● **INPUT MATERIAL**
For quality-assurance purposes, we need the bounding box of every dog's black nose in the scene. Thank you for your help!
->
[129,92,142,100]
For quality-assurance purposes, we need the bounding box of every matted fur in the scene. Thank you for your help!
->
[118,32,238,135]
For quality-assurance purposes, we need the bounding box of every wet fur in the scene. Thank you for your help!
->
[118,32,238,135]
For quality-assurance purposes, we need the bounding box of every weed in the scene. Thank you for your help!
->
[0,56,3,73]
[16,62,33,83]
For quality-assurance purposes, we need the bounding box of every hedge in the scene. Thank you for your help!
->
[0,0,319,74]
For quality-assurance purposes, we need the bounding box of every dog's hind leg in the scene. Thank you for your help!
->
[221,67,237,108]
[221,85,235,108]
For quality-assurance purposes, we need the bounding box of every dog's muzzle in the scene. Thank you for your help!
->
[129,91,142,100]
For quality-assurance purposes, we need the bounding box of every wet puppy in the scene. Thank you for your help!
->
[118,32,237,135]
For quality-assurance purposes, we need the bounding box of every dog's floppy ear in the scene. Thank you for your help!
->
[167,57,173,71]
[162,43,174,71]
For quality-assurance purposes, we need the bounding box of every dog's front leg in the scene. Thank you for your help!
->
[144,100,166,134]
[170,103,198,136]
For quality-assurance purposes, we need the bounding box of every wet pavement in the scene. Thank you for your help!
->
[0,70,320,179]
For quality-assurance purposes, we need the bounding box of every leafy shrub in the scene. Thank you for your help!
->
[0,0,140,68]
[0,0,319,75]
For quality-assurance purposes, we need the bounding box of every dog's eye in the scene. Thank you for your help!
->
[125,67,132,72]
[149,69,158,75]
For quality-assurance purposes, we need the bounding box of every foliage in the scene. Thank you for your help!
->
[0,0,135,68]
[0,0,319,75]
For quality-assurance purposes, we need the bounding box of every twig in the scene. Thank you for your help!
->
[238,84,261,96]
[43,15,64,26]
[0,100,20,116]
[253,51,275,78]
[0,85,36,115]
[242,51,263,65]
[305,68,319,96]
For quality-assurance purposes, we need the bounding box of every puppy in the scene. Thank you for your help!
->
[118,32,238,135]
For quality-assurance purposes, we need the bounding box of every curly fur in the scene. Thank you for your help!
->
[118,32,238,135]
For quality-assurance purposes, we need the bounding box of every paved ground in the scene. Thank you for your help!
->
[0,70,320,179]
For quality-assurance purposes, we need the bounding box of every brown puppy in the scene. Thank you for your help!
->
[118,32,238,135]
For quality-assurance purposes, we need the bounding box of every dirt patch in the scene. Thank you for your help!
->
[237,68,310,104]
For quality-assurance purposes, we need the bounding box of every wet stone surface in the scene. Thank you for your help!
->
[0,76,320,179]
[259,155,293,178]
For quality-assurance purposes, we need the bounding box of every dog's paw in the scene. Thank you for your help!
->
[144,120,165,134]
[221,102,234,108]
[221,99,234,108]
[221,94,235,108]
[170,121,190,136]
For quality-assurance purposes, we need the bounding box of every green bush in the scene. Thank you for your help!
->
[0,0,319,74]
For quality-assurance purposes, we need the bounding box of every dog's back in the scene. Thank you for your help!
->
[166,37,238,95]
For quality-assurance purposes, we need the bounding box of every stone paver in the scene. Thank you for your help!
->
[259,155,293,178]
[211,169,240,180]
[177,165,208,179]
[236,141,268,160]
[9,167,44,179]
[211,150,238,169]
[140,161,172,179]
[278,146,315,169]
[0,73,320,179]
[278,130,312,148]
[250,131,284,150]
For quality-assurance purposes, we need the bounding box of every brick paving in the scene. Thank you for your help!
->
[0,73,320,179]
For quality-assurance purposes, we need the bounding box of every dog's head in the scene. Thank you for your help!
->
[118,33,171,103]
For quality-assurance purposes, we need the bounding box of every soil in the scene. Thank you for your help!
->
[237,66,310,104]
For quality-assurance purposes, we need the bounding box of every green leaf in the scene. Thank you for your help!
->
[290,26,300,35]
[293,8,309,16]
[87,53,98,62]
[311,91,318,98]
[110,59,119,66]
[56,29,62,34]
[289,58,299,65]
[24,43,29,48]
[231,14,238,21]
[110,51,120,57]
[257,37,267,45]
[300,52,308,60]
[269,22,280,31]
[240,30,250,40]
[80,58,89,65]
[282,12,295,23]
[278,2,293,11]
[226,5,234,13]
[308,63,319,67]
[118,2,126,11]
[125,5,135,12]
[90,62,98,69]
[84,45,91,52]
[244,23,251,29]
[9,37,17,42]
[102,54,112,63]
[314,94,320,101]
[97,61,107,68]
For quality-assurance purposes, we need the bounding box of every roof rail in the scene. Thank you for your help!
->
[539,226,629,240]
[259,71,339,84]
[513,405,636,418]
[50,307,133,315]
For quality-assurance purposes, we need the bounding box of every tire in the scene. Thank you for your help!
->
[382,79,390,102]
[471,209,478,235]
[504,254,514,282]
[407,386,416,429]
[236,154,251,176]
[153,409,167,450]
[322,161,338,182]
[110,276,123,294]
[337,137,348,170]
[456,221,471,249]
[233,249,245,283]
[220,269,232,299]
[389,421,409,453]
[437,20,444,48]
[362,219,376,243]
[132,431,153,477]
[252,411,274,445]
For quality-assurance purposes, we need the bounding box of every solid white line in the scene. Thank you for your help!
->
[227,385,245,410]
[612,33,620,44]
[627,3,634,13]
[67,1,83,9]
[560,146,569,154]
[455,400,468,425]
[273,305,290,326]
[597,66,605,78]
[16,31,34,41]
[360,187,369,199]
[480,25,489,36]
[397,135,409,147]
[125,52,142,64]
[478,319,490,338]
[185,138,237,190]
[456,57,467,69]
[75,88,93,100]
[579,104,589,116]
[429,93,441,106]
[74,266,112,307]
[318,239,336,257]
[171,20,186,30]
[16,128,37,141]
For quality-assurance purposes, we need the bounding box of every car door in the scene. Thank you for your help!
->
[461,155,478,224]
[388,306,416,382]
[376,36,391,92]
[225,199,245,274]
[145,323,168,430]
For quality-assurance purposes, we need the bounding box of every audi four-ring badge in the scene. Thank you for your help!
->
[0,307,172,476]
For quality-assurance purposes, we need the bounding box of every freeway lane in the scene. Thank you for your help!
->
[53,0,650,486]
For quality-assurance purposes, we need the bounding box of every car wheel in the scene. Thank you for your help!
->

● **REQUIRED ACTION**
Write down every entry exactly.

● **RESULT FOR THIS TASK**
For quality-assurance purposes, we need the bounding box of every dog's black nose in the scene. Thank you for your help!
->
[129,92,142,100]
For quality-assurance purposes, we need the bounding box of every matted fur in the scene. Thank you for your help!
->
[118,32,238,135]
For quality-assurance purposes, we need the bounding box of every wet fur in the scene. Thank you for your help!
->
[118,32,238,135]
For quality-assurance purposes, we need the bounding box of every weed in the scene. Thank you for your help!
->
[0,56,3,73]
[16,62,33,83]
For quality-assurance purposes, we need the bounding box of every hedge in the scene. Thank you for your help!
->
[0,0,319,74]
For quality-assurance purposes, we need the bounding box of every dog's hind leg in the scene. Thank you for your help!
->
[221,67,237,108]
[221,85,235,108]
For quality-assurance purposes, we need the bounding box of every dog's muzzle in the scene. Thank you for your help!
->
[129,91,142,100]
For quality-assurance purposes, we need the bounding box of every wet puppy in the scene. Thank you for your help!
->
[118,32,237,135]
For quality-assurance purposes, we need the bounding box of every dog's floppy ear in the scene. Thank you for your help!
->
[167,57,173,71]
[162,43,174,71]
For quality-assurance purposes, we need the bounding box of every dog's front leg in the scene. Thank you for your help!
->
[144,100,166,134]
[170,103,198,136]
For quality-assurance purposes, we need the bounding box of every wet pavement in the scene. Thank you for your help!
->
[0,70,320,179]
For quality-assurance purposes, we need the bounding box of every leafy shrub in the scene. Thank you for your help!
->
[0,0,140,68]
[0,0,319,75]
For quality-assurance purposes, we need the bounding box of every dog's eye in the scene. Thank you for your help!
->
[125,67,132,72]
[149,69,158,75]
For quality-assurance purposes, we need the bounding box of every foliage in the scene. Thank you for your help!
->
[0,0,135,68]
[0,0,319,75]
For quality-assurance purposes, we need the bounding box of every twig in the scene. Thank you for your help!
->
[238,84,261,96]
[43,15,64,26]
[0,100,20,116]
[253,51,275,78]
[0,85,36,115]
[242,51,263,65]
[305,68,319,96]
For quality-assurance purposes, we need the bounding box of every puppy in the scene. Thank you for your help!
->
[118,32,238,135]
For quality-assurance purposes, we need the bounding box of every curly fur in the scene. Thank you for your help!
->
[118,32,238,135]
For quality-assurance purposes, we need the bounding box of every paved ground in the scene. Thank you for your help!
->
[0,70,320,179]
For quality-assurance purposes, we need the bounding box of every brown puppy in the scene. Thank you for your help!
->
[118,32,238,135]
For quality-assurance purposes, we need the bounding box of every dirt patch in the scene. Thank you for your help!
->
[237,68,310,104]
For quality-assurance purposes, we need the bounding box of every wet stone surface in the scene. Thank you for your help!
->
[0,76,320,179]
[259,155,293,178]
For quality-assurance purposes, we need the bounding box of every dog's paw in the scene. Thank you for your help!
->
[144,120,165,134]
[221,102,234,108]
[221,99,234,108]
[221,94,235,108]
[170,121,190,136]
For quality-assurance purposes, we need the bounding box of every green bush in the scene. Thank you for your help!
->
[0,0,319,74]
For quality-assurance purposes, we need the bounding box of every dog's back in the scene. Thank you for your help!
->
[166,37,238,95]
For quality-assurance purposes, we need the bounding box of every stone paver in the scene. Thank you for your help!
->
[259,155,293,178]
[211,169,240,180]
[177,165,208,179]
[236,141,268,160]
[9,167,44,179]
[211,150,238,169]
[140,161,172,179]
[278,146,315,169]
[0,73,320,179]
[278,130,312,148]
[250,131,284,150]
For quality-assurance purposes, we need the bounding box of every brick paving in the scene. Thank you for your help!
->
[0,73,320,179]
For quality-assurance purposes, we need the bounding box of every dog's head in the scene. Thank you for your help!
->
[118,33,171,103]
For quality-assurance purposes, we need the bounding box of every soil in the scene. Thank you for your help!
->
[237,66,310,104]
For quality-assurance purposes, we need the bounding box of every green leaf in the scene. Thank you for your help!
->
[290,26,300,35]
[293,8,309,16]
[87,53,98,62]
[311,91,318,98]
[110,59,119,66]
[56,29,62,34]
[289,58,299,65]
[24,43,29,48]
[231,14,238,21]
[110,51,120,57]
[257,37,267,45]
[300,52,308,60]
[269,22,280,31]
[240,30,250,40]
[80,58,89,65]
[282,12,295,23]
[278,2,293,11]
[226,5,234,13]
[308,63,319,67]
[118,2,126,11]
[125,5,135,12]
[90,62,98,69]
[84,45,91,52]
[244,23,251,29]
[9,37,17,42]
[102,54,112,63]
[314,94,320,101]
[97,61,107,68]
For quality-assurance purposes, we need the bounding box of every roof rail in the scene. Thank you for your help!
->
[539,226,629,240]
[259,71,339,84]
[513,405,636,418]
[50,307,133,315]
For quality-assurance purposes, we need the bounding box of every tire in the scene. Thank you for your help!
->
[382,79,390,102]
[471,209,478,235]
[504,254,514,282]
[407,386,416,429]
[236,154,251,176]
[153,409,167,450]
[322,161,338,182]
[110,276,123,294]
[337,137,348,170]
[456,221,471,249]
[233,249,245,283]
[220,269,232,299]
[389,421,409,453]
[437,20,444,48]
[362,219,376,243]
[132,431,153,477]
[252,411,274,445]
For quality-assurance purposes, we need the bounding box of every solid white line in the scene. Thank you for your help!
->
[227,385,245,410]
[612,33,620,44]
[627,3,634,13]
[67,1,83,9]
[560,146,569,154]
[455,400,468,425]
[273,305,290,326]
[597,66,605,78]
[16,31,34,41]
[360,187,369,199]
[480,25,489,36]
[397,135,409,147]
[125,52,142,64]
[478,319,490,338]
[185,138,237,190]
[456,57,467,69]
[75,88,93,100]
[579,104,589,116]
[429,93,441,106]
[74,266,112,307]
[318,239,336,257]
[171,20,186,30]
[16,128,37,141]
For quality-assurance purposes, we need the bounding box of every car door in the scene. Thank you for your help!
->
[461,155,478,224]
[388,306,416,382]
[376,36,391,92]
[225,199,245,274]
[145,323,168,430]
For quality-assurance purposes, we need the bounding box of every audi four-ring badge in the scene. Thank you for your help!
->
[0,307,172,476]
For quality-assurance purposes, we need the bounding box of every freeway lane in the scene. Thank you for your help!
->
[53,0,650,486]
For quality-assurance purposes, we need the bounding box of every car wheel in the scene. Thank you for your help!
->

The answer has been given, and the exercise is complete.